Data records:

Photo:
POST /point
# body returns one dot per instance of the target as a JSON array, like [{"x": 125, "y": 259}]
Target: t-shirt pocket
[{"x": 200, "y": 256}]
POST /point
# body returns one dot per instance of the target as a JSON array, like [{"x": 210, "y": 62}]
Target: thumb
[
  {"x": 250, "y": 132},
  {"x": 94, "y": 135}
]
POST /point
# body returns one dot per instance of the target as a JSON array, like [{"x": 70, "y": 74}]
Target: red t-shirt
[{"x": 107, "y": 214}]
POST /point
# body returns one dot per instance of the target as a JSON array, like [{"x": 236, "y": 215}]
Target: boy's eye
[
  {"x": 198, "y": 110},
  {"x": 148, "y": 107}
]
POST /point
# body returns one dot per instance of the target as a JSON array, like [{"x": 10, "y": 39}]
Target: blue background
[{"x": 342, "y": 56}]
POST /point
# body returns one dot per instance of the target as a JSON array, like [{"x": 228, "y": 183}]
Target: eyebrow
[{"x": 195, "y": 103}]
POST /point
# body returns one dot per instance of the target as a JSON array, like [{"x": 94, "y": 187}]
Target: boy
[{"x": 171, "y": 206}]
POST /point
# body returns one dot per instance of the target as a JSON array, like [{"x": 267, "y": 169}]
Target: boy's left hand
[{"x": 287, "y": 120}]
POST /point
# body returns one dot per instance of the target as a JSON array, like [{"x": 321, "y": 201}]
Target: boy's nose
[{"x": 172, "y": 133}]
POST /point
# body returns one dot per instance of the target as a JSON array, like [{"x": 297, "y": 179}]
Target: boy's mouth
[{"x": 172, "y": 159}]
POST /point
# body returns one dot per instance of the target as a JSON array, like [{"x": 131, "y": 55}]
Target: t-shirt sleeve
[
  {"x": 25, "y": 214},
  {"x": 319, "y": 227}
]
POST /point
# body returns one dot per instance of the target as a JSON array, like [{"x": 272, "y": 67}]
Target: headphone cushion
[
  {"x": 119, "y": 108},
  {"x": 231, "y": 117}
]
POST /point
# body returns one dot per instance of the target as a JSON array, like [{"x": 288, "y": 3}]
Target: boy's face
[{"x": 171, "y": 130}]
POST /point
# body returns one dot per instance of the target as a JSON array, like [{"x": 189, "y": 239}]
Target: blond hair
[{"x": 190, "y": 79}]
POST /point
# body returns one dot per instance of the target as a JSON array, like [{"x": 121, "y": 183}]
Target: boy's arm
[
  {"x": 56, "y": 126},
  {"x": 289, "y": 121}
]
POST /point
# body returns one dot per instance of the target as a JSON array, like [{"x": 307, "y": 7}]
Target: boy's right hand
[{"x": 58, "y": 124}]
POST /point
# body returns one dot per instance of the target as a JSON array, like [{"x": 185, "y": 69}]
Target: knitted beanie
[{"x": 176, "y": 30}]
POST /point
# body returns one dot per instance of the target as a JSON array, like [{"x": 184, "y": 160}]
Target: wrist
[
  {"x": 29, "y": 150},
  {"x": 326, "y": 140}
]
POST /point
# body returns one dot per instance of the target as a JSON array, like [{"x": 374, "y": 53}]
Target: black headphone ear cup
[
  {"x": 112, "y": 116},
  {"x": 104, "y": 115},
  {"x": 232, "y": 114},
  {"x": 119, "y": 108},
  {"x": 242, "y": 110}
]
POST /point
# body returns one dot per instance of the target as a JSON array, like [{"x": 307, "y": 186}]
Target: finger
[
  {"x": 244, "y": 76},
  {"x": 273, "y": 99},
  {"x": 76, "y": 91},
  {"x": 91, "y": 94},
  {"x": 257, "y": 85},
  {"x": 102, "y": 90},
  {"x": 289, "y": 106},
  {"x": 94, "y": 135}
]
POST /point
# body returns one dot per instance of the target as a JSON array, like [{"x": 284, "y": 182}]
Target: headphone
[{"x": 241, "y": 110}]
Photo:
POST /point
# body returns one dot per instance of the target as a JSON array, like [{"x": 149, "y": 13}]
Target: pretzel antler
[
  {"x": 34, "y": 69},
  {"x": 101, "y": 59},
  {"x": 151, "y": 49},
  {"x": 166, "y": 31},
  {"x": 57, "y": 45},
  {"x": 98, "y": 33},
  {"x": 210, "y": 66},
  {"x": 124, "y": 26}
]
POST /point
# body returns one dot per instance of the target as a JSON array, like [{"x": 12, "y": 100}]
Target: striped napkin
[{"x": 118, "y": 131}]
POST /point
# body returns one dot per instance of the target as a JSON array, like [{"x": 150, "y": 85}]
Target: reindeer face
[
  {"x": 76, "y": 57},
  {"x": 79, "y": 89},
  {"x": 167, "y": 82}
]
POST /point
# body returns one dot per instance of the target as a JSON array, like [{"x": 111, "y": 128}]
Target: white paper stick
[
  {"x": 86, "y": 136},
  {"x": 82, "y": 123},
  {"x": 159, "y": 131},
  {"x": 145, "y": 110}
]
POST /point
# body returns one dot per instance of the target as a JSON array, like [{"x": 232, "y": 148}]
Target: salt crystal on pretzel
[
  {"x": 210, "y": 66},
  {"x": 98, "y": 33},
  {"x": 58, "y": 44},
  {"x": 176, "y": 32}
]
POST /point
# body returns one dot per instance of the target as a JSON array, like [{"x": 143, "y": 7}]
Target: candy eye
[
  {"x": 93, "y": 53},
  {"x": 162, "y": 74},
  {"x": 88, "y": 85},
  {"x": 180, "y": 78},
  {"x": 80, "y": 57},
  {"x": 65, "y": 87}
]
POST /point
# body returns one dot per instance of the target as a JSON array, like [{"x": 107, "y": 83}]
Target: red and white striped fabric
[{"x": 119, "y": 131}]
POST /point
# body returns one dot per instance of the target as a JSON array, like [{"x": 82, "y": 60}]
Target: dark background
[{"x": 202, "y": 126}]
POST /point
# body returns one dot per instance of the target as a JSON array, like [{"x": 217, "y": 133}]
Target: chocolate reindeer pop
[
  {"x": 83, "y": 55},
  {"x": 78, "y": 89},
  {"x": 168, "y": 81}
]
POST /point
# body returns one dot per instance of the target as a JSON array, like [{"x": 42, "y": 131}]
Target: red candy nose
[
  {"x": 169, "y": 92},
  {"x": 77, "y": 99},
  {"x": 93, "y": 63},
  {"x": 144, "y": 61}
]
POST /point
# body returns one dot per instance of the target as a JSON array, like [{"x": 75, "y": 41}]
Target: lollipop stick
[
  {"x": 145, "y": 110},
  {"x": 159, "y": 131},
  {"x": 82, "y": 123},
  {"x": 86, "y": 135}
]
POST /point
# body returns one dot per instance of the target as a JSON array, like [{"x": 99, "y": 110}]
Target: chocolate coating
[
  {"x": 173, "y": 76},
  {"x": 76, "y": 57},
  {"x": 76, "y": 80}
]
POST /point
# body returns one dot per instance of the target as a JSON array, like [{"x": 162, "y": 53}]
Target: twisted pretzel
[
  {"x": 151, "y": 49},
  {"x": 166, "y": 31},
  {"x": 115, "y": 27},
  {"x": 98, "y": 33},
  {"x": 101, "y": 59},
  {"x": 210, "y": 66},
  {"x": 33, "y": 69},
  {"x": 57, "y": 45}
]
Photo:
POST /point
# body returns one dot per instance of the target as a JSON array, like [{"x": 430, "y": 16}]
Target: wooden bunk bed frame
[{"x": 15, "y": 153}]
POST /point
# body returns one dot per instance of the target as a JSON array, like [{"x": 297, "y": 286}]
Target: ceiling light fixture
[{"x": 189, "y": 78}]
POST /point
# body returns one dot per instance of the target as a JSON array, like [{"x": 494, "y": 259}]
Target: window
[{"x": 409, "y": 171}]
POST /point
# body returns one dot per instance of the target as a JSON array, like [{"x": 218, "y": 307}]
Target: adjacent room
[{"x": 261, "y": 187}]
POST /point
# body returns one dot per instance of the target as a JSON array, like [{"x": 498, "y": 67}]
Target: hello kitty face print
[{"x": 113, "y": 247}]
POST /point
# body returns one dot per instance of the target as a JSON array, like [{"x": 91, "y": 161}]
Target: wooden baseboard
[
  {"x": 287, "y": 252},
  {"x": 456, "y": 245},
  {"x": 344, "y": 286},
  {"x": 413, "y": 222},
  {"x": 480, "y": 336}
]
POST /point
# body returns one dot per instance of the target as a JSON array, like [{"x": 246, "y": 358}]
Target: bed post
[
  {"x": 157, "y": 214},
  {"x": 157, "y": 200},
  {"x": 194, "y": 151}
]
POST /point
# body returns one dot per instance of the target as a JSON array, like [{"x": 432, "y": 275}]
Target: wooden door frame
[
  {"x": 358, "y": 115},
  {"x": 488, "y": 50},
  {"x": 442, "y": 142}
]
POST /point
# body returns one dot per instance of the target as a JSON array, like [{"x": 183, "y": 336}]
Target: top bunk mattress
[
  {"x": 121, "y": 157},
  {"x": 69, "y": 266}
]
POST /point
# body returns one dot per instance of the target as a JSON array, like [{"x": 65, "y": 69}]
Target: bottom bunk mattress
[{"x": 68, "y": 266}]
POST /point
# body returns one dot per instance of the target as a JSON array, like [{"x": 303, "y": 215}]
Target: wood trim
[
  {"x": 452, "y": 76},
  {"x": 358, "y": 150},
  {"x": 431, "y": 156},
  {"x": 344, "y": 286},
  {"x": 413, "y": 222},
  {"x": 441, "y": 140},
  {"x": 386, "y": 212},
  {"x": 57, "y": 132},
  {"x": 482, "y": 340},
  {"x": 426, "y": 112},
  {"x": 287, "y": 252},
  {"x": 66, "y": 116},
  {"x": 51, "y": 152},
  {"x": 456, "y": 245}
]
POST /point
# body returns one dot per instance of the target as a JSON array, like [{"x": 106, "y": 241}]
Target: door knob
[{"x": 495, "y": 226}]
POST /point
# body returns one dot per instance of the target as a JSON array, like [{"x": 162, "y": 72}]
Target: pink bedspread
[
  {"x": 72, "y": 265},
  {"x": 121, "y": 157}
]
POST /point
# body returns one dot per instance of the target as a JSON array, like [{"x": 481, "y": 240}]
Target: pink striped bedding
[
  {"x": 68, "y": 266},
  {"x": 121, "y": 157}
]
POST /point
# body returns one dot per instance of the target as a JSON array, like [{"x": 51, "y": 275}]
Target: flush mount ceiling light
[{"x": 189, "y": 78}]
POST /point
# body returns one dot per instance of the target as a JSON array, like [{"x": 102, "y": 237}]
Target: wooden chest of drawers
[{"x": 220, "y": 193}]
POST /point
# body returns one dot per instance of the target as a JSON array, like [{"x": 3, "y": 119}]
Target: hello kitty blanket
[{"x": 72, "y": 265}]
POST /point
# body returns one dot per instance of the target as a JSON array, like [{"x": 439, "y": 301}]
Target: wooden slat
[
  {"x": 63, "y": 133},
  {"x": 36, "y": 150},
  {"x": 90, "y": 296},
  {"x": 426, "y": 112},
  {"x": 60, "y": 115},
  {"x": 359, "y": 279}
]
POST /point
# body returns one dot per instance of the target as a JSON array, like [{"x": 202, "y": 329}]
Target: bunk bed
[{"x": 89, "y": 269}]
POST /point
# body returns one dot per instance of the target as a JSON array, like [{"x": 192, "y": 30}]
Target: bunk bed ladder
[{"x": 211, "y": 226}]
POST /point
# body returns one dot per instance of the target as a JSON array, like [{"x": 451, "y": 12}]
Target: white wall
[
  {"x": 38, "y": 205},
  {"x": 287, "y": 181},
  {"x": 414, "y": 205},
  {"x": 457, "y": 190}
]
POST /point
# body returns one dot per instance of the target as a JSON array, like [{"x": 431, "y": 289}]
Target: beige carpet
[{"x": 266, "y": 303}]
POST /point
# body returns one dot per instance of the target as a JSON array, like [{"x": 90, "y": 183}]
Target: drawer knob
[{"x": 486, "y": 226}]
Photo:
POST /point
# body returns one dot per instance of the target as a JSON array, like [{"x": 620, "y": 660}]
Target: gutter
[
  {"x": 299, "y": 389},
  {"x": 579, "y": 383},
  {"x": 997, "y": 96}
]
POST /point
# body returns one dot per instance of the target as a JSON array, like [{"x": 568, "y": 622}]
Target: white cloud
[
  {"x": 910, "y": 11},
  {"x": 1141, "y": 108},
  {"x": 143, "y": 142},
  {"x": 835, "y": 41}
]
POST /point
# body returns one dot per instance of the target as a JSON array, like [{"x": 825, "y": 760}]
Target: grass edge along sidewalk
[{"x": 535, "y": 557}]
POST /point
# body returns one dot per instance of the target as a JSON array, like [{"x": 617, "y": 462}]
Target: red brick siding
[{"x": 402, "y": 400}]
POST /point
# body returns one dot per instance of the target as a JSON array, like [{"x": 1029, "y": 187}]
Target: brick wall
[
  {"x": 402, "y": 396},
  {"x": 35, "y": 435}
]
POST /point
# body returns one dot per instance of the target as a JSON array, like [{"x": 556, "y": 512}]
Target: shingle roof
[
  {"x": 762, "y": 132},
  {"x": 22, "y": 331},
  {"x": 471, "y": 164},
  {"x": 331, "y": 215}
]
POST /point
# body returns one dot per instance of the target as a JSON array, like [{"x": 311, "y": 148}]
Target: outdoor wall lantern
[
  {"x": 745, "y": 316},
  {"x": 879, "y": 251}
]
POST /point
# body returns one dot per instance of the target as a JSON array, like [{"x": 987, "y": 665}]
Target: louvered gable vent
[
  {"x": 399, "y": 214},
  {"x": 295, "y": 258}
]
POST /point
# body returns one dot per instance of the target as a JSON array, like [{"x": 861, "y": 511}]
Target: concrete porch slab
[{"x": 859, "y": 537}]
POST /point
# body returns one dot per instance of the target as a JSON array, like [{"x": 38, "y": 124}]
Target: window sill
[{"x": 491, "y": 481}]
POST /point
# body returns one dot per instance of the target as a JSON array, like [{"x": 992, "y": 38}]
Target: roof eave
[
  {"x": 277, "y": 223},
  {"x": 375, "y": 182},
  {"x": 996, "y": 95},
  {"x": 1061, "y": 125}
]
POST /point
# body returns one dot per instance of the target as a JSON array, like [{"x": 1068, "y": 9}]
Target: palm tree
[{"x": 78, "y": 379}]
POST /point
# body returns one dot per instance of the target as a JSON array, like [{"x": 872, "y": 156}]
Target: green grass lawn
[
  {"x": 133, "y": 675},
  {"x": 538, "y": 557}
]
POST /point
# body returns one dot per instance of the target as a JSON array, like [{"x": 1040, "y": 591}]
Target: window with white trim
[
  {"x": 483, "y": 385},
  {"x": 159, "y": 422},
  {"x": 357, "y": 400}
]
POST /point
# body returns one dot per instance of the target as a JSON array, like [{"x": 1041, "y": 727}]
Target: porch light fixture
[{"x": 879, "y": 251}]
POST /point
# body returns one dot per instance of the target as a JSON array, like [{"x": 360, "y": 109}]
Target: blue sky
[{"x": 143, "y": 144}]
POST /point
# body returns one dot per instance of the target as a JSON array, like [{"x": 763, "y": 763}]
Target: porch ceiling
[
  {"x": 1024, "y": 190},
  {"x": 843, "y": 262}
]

Written task.
Report how many lines in the material above contain the string "grass", giving only the number. Case counts.

Task solution.
2